### SOURCE DOCUMENT ###

As previously detailed in this thread, the default values are a rate of 25
introduction per second and a burst of 200 per second. These values can be
controlled by consensus parameters meaning they can be changed network wide.

We've first asked big service operators, I'm not going to detail the values
they provided us in private, but those defaults are quite large enough to
sustain heavy traffic from what we can tell from what they gave us.

The second thing we did is do experimental testing to see how CPU usage and
availability is affected. We've tested this with 3 _fast_ introduction points
and then 3 rate limited introduction points.

The good news is that once the attack stops, the rain of introduction requests
to the service stops very quickly.

With the default rate/burst values, on a Intel(R) Xeon(R) CPU E5-2650 v4 @
2.20GHz (8 cores), the tor service CPU doesn't go above ~60% (on one single
core). And almost drops to 0 as soon as the attack ends.

The bad news is that availability is _not_ improved. One of the big reasons
for that is because the rate limit defenses, once engaged at the intro point,
will send back a NACK to the client. A vanilla tor client will stop using that
introduction point away for 120 seconds if it gets 3 NACKs from it. This leads
to tor quickly giving up on trying to connect and thus telling the client that
connection is impossible to the .onion.

We've hacked a tor client to play along and stop ignoring the NACKs to see how
much time it would take to reach it. On average, a client would roughly need
around 70 seconds with more than 40 NACKs on average.

However, it varied a _lot_ during our experiments with many outliers from 8
seconds with 1 NACK up to 160 seconds with 88 NACKs. (For this, the
SocksTimeout had to be bumped quite a bit).

There is an avenue of improvement here to make the intro point sends a
specific NACK reason (like "Under heavy load" or ...) which would make the
client consider it like "I should retry soon-ish" and thus making the client
possibly able to connect after many seconds (or until the SocksTimeout).

Another bad news there! We can't do that anytime soon because of this bug that
basically crash clients if an unknown status code is sent back (that is a new
NACK value): https://trac.torproject.org/30454. So yeah... quite unfortunate
there but also a superb reason for everyone out there to upgrade :).

One good news is that it seems that having fast intro points instead of slow
IPs doesn't change much on the overall load on the service so this for now,
our experiment, shows it doesn't matter.

Overall, this rate limit feature does two things:

1. Reduce the overall network load.

   Soaking the introduction requests at the intro point helps avoid the
   service creating pointless rendezvous circuits which makes it "less" of an
   amplification attack.

2. Keep the service usable.

   The tor daemon doesn't go in massive CPU load and thus can be actually used
   properly during the attack.

### PROVIDED DATA ###

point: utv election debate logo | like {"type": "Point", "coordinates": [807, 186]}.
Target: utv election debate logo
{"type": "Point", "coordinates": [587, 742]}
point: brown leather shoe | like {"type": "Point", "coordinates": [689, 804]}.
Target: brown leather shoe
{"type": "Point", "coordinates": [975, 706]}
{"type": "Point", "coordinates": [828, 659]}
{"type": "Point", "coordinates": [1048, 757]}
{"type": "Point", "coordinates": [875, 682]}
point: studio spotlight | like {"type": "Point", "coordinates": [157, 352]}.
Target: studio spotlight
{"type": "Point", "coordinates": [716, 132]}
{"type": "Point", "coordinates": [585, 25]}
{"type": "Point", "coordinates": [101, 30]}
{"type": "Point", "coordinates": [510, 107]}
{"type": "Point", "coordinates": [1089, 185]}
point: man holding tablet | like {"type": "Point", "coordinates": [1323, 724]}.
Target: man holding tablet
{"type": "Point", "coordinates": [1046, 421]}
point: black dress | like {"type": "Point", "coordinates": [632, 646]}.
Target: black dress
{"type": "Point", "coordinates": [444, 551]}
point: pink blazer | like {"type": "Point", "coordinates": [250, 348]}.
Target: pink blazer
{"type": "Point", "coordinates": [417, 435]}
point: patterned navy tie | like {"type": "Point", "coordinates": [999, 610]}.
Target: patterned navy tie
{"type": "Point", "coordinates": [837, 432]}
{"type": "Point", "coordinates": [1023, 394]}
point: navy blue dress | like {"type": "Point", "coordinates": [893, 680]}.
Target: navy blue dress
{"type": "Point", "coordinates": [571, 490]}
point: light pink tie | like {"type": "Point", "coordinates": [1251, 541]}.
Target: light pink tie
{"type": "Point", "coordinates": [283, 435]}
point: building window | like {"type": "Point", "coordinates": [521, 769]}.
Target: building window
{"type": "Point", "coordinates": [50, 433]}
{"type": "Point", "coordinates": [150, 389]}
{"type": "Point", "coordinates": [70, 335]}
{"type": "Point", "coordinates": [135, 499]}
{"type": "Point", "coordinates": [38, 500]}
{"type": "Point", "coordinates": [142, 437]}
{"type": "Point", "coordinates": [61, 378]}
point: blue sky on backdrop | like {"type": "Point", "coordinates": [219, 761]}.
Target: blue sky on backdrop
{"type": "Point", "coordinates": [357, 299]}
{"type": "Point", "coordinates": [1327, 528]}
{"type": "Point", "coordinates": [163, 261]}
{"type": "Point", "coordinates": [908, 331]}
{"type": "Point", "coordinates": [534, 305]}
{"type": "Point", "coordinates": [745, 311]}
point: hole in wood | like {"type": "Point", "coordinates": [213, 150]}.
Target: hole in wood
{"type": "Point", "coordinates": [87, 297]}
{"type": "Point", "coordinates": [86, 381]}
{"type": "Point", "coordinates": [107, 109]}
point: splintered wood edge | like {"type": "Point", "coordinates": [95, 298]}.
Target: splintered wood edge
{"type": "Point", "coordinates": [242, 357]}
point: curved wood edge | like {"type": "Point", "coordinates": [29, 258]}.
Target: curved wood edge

###

* **WHAT THIS EXERCISE ASKS**:
A. Answer these from the post on rate-limiting introduction points:
(i) What are the default rate and burst values?
(ii) After how many NACKs does a vanilla tor client stop using an introduction point, and for how long?
(iii) On the tested CPU, how high did the tor service's CPU usage go with the default values?
B. Print the records from the line containing "point: splintered wood" through the last line of the records.

* **THE RESULTS**:
A.
(i) A rate of 25 introductions per second and a burst of 200 per second.
(ii) After 3 NACKs it stops using that introduction point for 120 seconds.
(iii) No higher than about 60%, on one single core.

B.
point: splintered wood edge | like {"type": "Point", "coordinates": [95, 298]}.
Target: splintered wood edge
{"type": "Point", "coordinates": [242, 357]}
point: curved wood edge | like {"type": "Point", "coordinates": [29, 258]}.
Target: curved wood edge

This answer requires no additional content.